*THINGS TO DO*
A: In the WFI manual excerpt below, which FITS keywords does the focus script write into the header? List every one.
B: Decide whether each statement agrees with the WFI manual excerpt below, and support each yes or no with the deciding words quoted from it. (i) Guide CCD3 does not work. (ii) The focus script's default number of exposures is 5. (iii) The guider PC runs the MaximDL software package.
C: Continue the WFI manual excerpt below from its last sentence.

*EXCERPTED TEXT*
"""

Execute the script from AAO_linearity.tcl "Actions"->"Run Cicada Script...".

The data acquired can be calibrated as a function of time using the 10s exposures, and then you can examine the adu per unit exposure time to determine the detector's linearity.
 

7.4 AAO_focus.tcl

This script controls the acquisition of a focus sequence. The parameters you need to provide are
#
# (1) !!!***!!!  Set exposure time for each image.
#
   set times  10
#
# (2) !!!***!!!  Set offsets on sky in arcsec & rough declination.
#                Suggest offset should be > 10
#
   set offsky  15
   set dec     -30
#
# (3) !!!***!!!  Set focus start, step, and number of exposures
#                7 steps at 0.1 spacing should work well.
#
   set focnexpo 7
   set focstart 39.15
   set focstep  0.1


The data file created will have focnexpo images, in a sequence staring from focus value focstart, with focus step focstep and spacing on the sky of offsky arcseconds (assuming you've put the declination in correctly!). The sequence will appear vertically on the display, with the first focus value first (and a double spatial step at the end). The script calculates the spacing in pixels as it will appear in the mosaic and puts all this information into the header (FITS keywords FOCNEXPO, FOCSTART, FOCSTEP, FOCSHIFT).

In principle this script should create images which can be processed by the IRAF task mscfocus. The first image should be at the 'top' of  a sequence, and the gap should be at the bottom. You should be able to use mscfocus to select the top image, and it will find the rest, fit to them and plot up FWHM information. MSCFOCUS may not expect a gap at the end (I can't tell because the NOAO Mosaic documentation is silent on exactly what the telescope does),  in which case the code to put a double step at the end should be removed.
 


8. Writing scripts


You have to write these in TCL. It sucks. Big time.

You can use the scripts above as examples, and should consult the relevant section of the RSAA CICADA Users Manual.


9. Guiding

Auto-guiding with WFI is performed using signals from eight dedicated guider CCDs mounted at the periphery of the WFI mosaic (see the layout plot). These CCDs are TI ???? ???x??? ??um pixel devices, connected via a multiplexer constructed by RSAA, to a standard commercial SBIG CCD controller. The multiplexer selects which of the 8 guider CCDs is connected to the SBIG controller. (Guide CCD3 is inoperable). Data is acquired from the SBIG controller into a dedicated PC mounted at the prime focus, running the commercial MaximDL software package for imaging and guiding. (Only the guiding functions need concern us).

"""

*SUPPLIED MATERIAL*

"""

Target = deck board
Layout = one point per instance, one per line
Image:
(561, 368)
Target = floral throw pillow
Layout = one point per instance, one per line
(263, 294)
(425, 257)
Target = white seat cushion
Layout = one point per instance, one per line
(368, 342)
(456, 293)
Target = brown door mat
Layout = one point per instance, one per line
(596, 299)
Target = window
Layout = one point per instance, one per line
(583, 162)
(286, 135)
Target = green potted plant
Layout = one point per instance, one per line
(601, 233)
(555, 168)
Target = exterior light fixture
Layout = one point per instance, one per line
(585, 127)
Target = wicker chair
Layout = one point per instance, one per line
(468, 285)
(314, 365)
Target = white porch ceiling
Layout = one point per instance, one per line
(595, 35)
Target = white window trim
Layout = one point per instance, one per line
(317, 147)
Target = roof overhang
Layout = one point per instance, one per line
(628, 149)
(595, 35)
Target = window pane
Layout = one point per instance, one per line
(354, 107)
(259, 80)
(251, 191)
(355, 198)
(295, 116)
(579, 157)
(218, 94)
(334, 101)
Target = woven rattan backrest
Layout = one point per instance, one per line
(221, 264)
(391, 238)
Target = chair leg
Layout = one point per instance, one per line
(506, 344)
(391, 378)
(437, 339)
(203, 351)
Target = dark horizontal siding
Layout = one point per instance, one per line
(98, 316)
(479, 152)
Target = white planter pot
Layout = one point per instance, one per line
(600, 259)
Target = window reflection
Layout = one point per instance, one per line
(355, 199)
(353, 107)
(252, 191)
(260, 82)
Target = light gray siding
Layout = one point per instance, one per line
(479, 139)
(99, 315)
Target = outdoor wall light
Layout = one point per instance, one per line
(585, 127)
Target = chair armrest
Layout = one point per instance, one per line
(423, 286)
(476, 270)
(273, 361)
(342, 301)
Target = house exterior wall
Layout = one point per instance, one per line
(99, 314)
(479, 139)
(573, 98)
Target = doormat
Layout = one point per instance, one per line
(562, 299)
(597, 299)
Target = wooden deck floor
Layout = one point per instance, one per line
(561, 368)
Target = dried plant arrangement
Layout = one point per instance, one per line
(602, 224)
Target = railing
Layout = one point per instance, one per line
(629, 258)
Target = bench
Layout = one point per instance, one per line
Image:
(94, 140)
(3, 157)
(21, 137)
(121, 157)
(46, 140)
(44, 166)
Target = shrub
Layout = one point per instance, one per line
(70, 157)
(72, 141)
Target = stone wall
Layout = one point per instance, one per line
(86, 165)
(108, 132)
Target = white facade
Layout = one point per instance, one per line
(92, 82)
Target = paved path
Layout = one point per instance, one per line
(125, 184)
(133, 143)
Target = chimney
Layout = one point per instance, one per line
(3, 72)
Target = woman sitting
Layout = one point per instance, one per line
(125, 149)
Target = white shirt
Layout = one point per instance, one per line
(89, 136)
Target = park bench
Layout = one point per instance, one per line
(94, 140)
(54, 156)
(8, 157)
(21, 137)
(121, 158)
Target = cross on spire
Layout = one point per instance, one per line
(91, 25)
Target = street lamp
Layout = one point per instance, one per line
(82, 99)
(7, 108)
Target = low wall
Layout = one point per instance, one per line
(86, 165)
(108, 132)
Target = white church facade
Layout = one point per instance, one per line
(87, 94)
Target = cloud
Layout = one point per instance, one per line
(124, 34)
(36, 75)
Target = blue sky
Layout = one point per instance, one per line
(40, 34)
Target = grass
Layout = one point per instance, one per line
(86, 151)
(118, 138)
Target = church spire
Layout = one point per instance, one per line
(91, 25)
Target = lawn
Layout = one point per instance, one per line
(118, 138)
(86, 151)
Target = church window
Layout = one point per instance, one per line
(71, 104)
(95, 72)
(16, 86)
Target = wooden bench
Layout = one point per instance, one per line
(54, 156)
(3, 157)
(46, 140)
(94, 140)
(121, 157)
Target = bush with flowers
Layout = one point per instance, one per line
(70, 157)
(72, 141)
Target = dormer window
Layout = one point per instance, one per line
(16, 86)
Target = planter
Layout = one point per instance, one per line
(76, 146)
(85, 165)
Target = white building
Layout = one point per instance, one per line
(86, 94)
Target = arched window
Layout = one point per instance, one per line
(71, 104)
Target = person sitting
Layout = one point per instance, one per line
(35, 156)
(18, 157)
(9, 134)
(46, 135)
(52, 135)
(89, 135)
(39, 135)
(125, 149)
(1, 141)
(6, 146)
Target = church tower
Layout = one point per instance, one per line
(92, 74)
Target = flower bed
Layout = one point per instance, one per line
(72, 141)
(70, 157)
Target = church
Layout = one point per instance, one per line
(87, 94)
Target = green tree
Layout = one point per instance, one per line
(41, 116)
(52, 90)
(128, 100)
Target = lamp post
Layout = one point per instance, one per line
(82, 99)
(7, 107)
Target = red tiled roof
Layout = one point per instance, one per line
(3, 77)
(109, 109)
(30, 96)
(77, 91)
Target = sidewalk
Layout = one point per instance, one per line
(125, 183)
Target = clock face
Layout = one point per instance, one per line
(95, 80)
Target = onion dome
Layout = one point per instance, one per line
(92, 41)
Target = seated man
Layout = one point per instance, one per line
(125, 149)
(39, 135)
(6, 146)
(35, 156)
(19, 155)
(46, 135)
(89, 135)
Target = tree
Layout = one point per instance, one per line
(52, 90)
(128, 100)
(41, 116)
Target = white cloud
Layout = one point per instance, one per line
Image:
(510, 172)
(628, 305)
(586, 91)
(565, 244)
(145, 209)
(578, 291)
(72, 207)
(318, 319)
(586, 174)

"""

*THE ANSWERS*
A: FOCNEXPO, FOCSTART, FOCSTEP, FOCSHIFT

B:
(i) Yes: "(Guide CCD3 is inoperable)"
(ii) No: "set focnexpo 7"
(iii) Yes: "running the commercial MaximDL software package for imaging and guiding"

C:
The display  of this PC is mirrored via a "VNC viewer" protocol over the AAT's ethernet, to another PC in the control room (labelled the "WFI Autoguider Control" PC). This link is functionally quite slow, so don't go wild with mouse motions.

It is almost always necessary to adjust the telescope pointing slightly so that a guide star will appear in a guide CCD. This can he done with the GSFIND and AAT_TELESCOPE tasks of Cicada.

In the sections that follow we first discuss whether you need to guide, then describe the MaximDL software, and the GSFIND/AAT_TELESCOPE tasks. And finally, we provide a step-by-step guide to guiding.

9.1 Should I guide?

The overheads involved in guiding are significant - at least 2 minutes per telescope pointing to acquire a guide star and start guiding on target. Moreover, the AAT tracks perfectly adequately for imaging observations in all but the most exceptional seeing for up to 10 minutes. Certainly for 5 minutes. And in all passbands except U or narrow-bands, 5 minute observations are sky-limited.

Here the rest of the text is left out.